Check your understanding:
1 – Using the text on Grebe chondrodysplasia below, decide whether each statement agrees with it: (a) fewer than 100 cases have been described; (b) in Bahia, Brazil, the prevalence is 1 in 50 live births; (c) radiographs show fusion of the carpal and tarsal bones. Answer yes or no for each and quote the words of the text that decide it.
2 – Extend the text on Grebe chondrodysplasia below, picking up after its final sentence.

Selected excerpt:
"""
A rare form of autosomal recessive
osteochondrodysplasia characterized by severe dwarfism with marked hypomelia
Grebe Chondrodysplasia; Brazilian Achondrogenesis;
Acromesomelic Dysplasia, Grebe Type; Acromesomelic Dwarfism; Achondrogenesis
Fewer than 100 cases have been described. An
increased frequency has been reported from Bahia, Brazil, where the gene
frequency was evaluated to be 1:50, with a prevalence of 1:2000 live births.
Autosomal recessive as a result of a mutation
in the cartilage-derived morphogenetic protein-1 gene (CDMP1) located on
Based on the clinical findings of severe dwarfism with
marked hypomelia and deformation of upper and lower limbs, with a
proximo-distal gradient of severity. Radiographs show shortening and
deformation of the forearm and foreleg bones, fusion of carpal and tarsal
bones, and absence of proximal and middle phalanges and several metacarpal
and metatarsal bones.
"""
Given data:
"""
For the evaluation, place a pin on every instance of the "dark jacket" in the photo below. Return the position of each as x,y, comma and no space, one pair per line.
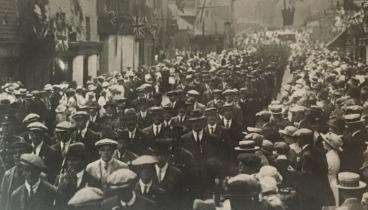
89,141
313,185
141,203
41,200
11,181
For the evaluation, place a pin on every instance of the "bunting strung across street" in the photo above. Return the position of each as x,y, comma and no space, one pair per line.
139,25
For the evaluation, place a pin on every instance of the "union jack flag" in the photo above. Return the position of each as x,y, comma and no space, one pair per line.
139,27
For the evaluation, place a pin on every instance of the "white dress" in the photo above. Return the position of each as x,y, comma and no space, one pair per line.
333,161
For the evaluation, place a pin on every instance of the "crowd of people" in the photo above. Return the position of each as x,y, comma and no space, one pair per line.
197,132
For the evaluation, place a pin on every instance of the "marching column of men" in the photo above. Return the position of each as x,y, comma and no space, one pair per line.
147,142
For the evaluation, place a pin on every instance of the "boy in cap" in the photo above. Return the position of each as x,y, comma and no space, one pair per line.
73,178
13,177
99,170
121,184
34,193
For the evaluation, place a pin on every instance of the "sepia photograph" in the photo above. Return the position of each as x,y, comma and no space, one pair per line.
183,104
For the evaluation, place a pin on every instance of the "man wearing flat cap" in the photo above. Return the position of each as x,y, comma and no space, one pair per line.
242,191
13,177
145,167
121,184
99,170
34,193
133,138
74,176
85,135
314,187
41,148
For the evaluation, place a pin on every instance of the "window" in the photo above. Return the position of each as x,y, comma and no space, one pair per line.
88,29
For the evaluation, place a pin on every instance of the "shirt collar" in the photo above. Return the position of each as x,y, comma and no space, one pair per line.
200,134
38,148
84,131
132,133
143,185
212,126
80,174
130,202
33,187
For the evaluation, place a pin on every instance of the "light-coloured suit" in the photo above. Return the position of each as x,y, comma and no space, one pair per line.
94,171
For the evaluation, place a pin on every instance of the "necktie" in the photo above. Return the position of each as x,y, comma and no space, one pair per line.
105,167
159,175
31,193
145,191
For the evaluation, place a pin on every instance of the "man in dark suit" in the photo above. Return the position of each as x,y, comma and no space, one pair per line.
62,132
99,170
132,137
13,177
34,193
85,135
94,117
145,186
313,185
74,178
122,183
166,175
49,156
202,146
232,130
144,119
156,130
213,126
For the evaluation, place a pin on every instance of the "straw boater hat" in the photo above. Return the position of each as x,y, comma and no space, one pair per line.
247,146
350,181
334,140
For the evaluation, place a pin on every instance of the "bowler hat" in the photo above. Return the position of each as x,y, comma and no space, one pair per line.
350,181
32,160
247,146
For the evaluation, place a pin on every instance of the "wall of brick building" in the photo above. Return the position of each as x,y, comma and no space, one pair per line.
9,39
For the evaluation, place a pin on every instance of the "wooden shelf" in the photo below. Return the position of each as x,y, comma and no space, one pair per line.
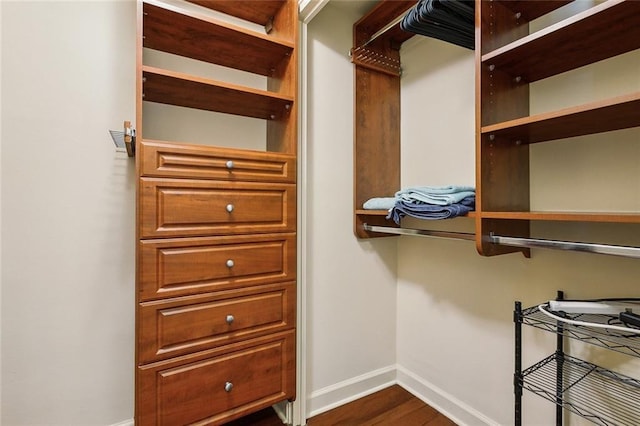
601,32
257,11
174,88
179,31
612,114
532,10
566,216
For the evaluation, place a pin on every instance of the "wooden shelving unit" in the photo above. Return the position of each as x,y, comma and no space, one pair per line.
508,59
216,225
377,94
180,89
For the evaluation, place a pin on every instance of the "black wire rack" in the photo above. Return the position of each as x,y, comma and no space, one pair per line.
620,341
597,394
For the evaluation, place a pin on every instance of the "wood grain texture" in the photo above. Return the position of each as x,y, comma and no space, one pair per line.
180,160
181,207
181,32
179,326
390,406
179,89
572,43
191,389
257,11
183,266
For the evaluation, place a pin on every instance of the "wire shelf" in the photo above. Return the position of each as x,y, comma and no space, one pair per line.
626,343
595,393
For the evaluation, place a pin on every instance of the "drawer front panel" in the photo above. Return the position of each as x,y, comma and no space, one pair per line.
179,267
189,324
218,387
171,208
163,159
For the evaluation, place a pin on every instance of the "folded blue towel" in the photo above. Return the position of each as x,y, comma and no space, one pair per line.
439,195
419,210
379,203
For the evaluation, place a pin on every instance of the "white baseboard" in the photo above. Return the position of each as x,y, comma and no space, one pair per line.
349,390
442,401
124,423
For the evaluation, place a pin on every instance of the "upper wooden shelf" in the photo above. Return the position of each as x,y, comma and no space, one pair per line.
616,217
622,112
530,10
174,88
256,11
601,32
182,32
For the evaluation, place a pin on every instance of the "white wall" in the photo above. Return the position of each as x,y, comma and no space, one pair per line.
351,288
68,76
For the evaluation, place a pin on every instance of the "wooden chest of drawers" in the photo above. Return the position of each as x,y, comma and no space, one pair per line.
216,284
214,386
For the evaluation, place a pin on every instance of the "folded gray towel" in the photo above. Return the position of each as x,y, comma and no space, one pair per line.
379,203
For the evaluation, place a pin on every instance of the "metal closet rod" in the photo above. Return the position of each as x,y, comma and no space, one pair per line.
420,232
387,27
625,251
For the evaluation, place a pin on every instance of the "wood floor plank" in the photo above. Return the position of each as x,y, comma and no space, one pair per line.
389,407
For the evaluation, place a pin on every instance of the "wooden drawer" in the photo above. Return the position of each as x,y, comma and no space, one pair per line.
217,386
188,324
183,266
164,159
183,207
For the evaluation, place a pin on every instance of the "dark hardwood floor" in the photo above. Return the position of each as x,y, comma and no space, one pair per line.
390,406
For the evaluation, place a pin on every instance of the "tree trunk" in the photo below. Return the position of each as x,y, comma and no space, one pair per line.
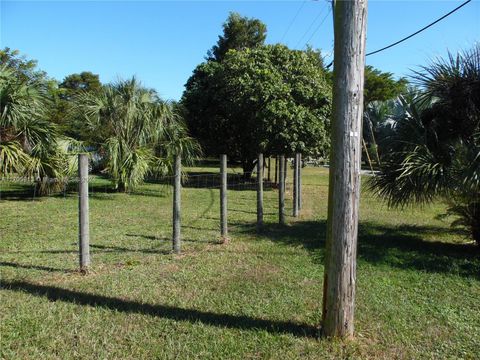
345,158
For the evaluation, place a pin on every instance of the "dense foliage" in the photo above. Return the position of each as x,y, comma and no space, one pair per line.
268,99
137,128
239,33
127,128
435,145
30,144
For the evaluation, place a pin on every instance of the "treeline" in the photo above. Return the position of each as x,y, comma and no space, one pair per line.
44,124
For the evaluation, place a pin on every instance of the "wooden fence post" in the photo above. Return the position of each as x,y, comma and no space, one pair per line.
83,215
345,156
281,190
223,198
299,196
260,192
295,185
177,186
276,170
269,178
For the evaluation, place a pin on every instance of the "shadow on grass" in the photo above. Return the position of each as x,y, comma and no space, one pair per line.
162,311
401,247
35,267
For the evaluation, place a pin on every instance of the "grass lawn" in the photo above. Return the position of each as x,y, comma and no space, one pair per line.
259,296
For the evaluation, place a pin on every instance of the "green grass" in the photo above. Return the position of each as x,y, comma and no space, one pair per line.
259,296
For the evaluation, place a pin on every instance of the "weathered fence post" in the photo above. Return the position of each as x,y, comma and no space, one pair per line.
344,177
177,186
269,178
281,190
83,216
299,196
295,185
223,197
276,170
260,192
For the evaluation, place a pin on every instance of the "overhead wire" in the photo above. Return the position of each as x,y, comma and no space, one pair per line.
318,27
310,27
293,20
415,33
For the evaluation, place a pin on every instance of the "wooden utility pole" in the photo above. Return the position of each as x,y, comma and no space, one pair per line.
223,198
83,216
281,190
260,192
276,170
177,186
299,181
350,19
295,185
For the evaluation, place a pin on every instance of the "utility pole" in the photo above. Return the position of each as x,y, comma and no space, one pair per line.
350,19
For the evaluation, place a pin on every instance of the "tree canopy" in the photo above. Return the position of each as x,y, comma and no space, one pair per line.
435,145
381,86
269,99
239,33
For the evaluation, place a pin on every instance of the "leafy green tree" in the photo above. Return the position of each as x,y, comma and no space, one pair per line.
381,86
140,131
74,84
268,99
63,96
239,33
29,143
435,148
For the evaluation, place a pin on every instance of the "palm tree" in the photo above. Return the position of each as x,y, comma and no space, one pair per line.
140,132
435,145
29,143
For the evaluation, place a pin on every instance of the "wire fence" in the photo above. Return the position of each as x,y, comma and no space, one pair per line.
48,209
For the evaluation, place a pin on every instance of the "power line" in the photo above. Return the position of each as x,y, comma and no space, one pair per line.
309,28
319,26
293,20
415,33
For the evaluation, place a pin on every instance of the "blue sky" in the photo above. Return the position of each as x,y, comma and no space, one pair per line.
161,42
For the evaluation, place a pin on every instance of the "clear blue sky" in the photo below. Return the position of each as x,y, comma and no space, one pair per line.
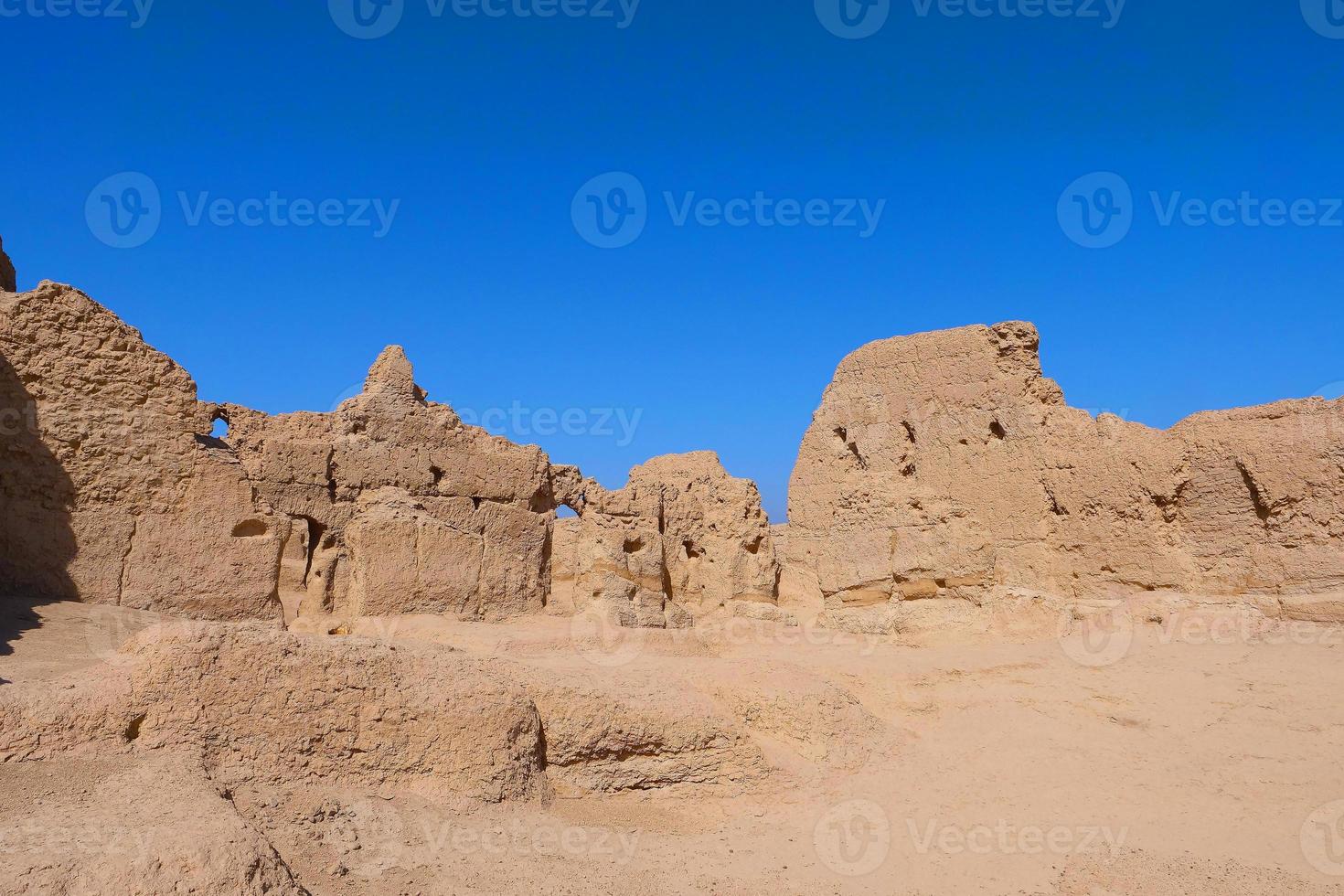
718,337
"""
Written responses:
1 –
(a) Yes: "Fewer than 100 cases have been described."
(b) No: "the gene frequency was evaluated to be 1:50, with a prevalence of 1:2000 live births."
(c) Yes: "fusion of carpal and tarsal bones"

2 –
This disorder is limited to the skeleton and
results in short limbs with the arms longer than the legs. The abnormalities
are more severe distally: the humeri and femora are short but normally
shaped, whereas radius/ulna and tibia/fibula are short and deformed, the
carpal and tarsal bones and phalanges are rudimentary, and the metacarpals,
metatarsals, and patellae are hypoplastic or absent. The digits are
consequently very short with a globular appearance connected with a
soft-tissue bridge. Postaxial polydactyly and valgus deformity of hand and
foot are common. The metatarsal, talus, cuneiform, and navicular bones may
be fused. The axial skeleton is normal. An increased frequency of stillbirth
and neonatal death has been reported. No mental retardation.
Routine preoperative assessment.
Check joint mobility for intraoperative positioning.
Anesthesia in this condition has not
been described. The features of the disease suggest that vascular access may
be difficult, and careful intraoperative positioning is required. Regional
anesthesia is not contraindicated but should be expected to be difficult to
perform due to positioning problems.
There are no specific implications
for this condition.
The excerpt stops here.